YOUR INSTRUCTIONS: Summarize the text below on Mason's dissertation about modernist posthumanism in two sentences.

TEXT UNDER STUDY:
......

“Modernist Posthumanism in Moore, H.D., and Loy”
Mason, Dancy. “Modernist Posthumanism in Moore, H.D., and Loy.” PhD Dissertation, McGill University, Montreal, 2017.
Mason’s dissertation examines how the ‘posthumanist’ writings of Marianne Moore, H.D. (Hilda Doolittle), and Mina Loy “expand beyond binary definitions of self [and] interrogate structures of power that perpetuate these definitions” (ii). They also “imagine bodily identities … that resist and fall outside of containing, oppressive forces” (ii). Mason sees in Loy’s poetry the influences of 19th-century spiritualism, Italian Futurism, and, in particular, Christian Science with its views of the body. These movements intertwined scientific discovery with mysticism. They were also a resource for Loy who was coping with grief over the deaths of her husband, son, and one of her daughters—all who met with untimely deaths. Loy conceptualized in her poetry a non-binary kind of embodiment away from body/soul or life/death, to life as beyond the body. The body would become to Loy a kind of ambiguous ghostly myth—neither dead or living, neither present or absent, and more feminine than masculine. Mason sees Loy’s work as “an act of resistant mourning,” or “an attempt to keep the boundary between life and death porous” (134). In Christian Science Loy saw death and the physical as illusory and thereby able to break with biological determinism and personality.

......

DATASET ENTRIES:
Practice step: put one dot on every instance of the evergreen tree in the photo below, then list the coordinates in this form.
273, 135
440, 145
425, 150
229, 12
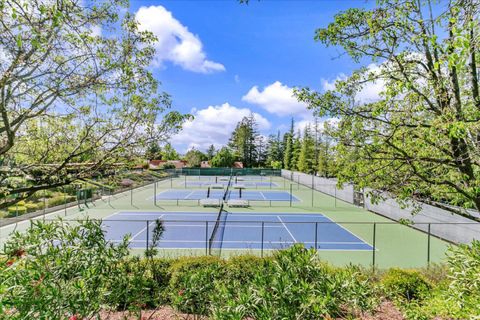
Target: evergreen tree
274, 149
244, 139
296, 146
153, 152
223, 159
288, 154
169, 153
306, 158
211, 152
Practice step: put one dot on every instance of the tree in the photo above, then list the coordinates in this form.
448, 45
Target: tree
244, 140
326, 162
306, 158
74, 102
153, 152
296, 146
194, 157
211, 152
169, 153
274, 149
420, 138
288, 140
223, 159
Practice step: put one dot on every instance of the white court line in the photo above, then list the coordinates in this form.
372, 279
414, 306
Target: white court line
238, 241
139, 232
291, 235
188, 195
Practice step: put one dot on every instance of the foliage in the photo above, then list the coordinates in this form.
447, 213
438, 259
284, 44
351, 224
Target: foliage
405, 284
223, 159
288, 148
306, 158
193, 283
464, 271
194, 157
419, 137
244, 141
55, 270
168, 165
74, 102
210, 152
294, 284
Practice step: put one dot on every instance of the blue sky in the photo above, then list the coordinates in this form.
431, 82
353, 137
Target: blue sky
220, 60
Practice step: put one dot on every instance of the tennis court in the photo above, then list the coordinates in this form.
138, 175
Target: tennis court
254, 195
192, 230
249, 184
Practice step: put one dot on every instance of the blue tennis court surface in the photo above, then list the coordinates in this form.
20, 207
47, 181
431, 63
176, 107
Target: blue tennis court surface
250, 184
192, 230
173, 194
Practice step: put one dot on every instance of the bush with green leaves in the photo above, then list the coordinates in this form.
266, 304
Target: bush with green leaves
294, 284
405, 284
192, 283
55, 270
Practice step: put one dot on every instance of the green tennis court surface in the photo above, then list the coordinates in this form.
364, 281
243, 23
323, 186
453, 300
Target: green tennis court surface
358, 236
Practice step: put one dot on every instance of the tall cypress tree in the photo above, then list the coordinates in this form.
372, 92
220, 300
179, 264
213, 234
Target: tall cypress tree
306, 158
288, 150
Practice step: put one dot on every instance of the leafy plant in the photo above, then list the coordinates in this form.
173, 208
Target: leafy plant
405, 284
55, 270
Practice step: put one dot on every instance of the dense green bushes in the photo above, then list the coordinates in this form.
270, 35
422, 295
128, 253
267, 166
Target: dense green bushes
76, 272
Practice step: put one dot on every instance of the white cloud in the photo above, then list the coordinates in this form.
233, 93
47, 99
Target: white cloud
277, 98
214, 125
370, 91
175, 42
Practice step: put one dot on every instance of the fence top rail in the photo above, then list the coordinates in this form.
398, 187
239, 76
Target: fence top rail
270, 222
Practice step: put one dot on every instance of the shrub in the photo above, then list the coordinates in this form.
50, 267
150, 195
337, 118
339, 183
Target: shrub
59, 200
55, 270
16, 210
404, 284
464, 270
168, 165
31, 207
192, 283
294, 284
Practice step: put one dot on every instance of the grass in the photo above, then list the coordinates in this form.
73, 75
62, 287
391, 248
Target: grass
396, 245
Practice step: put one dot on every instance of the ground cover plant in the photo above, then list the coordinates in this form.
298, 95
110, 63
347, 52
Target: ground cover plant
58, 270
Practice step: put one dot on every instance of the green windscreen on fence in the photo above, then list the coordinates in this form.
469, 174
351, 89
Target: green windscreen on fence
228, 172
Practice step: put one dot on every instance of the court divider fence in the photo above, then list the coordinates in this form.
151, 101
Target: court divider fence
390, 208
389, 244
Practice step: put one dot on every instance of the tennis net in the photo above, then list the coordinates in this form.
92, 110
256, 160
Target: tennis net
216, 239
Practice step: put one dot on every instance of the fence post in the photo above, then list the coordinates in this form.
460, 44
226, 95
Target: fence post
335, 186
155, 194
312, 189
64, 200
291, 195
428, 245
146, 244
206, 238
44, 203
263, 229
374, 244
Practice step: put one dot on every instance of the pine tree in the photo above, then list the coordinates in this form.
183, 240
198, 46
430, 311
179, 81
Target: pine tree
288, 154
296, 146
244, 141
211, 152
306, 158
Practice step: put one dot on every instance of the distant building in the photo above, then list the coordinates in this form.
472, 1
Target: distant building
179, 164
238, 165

......

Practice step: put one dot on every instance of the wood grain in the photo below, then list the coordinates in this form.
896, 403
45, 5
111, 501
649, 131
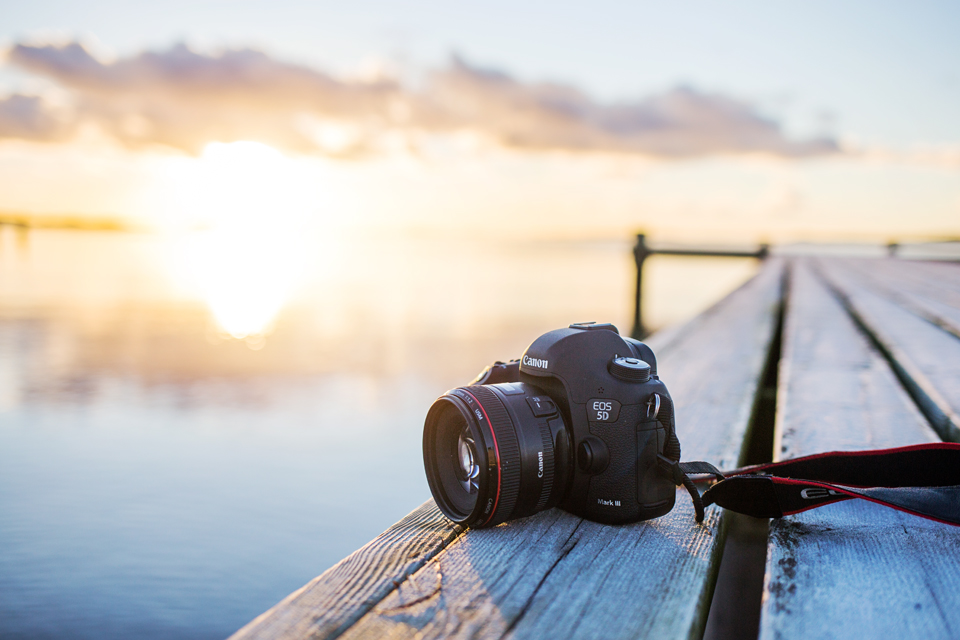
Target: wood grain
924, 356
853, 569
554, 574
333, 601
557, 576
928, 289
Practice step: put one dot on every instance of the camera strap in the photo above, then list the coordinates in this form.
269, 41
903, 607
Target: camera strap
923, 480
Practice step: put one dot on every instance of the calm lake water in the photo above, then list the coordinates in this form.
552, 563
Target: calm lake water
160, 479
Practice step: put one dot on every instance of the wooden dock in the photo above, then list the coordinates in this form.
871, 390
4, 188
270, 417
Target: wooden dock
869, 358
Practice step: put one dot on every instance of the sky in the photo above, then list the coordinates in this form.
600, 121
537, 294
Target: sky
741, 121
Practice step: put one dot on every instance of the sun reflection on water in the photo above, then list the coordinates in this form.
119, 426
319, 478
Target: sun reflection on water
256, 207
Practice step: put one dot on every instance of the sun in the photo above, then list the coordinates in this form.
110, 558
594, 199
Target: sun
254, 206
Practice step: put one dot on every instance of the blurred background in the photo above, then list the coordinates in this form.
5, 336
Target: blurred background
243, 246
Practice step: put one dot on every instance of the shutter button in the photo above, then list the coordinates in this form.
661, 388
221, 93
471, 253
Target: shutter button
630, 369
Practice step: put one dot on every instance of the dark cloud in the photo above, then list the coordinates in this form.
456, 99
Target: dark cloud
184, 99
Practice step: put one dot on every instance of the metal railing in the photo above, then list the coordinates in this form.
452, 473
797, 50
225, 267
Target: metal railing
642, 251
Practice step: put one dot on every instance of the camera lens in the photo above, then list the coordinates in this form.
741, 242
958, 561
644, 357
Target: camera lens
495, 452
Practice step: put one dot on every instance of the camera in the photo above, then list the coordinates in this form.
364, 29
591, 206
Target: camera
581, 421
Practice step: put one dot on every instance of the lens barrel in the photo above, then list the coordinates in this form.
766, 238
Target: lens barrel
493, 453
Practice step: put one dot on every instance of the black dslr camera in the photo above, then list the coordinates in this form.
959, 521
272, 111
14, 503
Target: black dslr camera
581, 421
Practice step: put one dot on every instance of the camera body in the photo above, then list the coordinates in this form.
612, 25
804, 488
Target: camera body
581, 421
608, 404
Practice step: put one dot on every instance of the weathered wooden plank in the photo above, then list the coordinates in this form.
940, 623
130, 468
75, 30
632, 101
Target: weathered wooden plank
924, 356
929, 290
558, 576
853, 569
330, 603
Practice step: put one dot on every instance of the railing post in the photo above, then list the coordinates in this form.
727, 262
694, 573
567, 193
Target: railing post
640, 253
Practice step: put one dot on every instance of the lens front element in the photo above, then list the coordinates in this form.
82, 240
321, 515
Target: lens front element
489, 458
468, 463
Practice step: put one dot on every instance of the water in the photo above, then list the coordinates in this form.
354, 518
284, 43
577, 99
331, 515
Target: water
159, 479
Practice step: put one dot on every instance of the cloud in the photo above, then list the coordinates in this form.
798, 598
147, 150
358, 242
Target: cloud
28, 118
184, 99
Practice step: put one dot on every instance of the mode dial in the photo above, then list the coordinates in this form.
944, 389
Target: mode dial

......

REPLY: Mason's dissertation examines how the posthumanist writings of Marianne Moore, H.D., and Mina Loy move beyond binary definitions of self, question the power structures that keep those definitions in place, and imagine bodily identities that resist oppressive forces. Drawing on spiritualism, Italian Futurism, and especially Christian Science while grieving the deaths of her husband, son, and a daughter, Loy pictured the body as an ambiguous ghostly myth beyond life and death, and Mason reads her work as "an act of resistant mourning."